» Exercise directions
Print the records below line for line, without changing a single character.
————————
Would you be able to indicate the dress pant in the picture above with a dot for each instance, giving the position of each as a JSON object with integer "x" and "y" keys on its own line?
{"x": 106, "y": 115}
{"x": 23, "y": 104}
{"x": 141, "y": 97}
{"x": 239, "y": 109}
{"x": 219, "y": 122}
————————
» Task solution
Would you be able to indicate the dress pant in the picture above with a dot for each instance, giving the position of each as a JSON object with integer "x" and "y" keys on its own line?
{"x": 106, "y": 115}
{"x": 23, "y": 104}
{"x": 141, "y": 97}
{"x": 239, "y": 109}
{"x": 219, "y": 122}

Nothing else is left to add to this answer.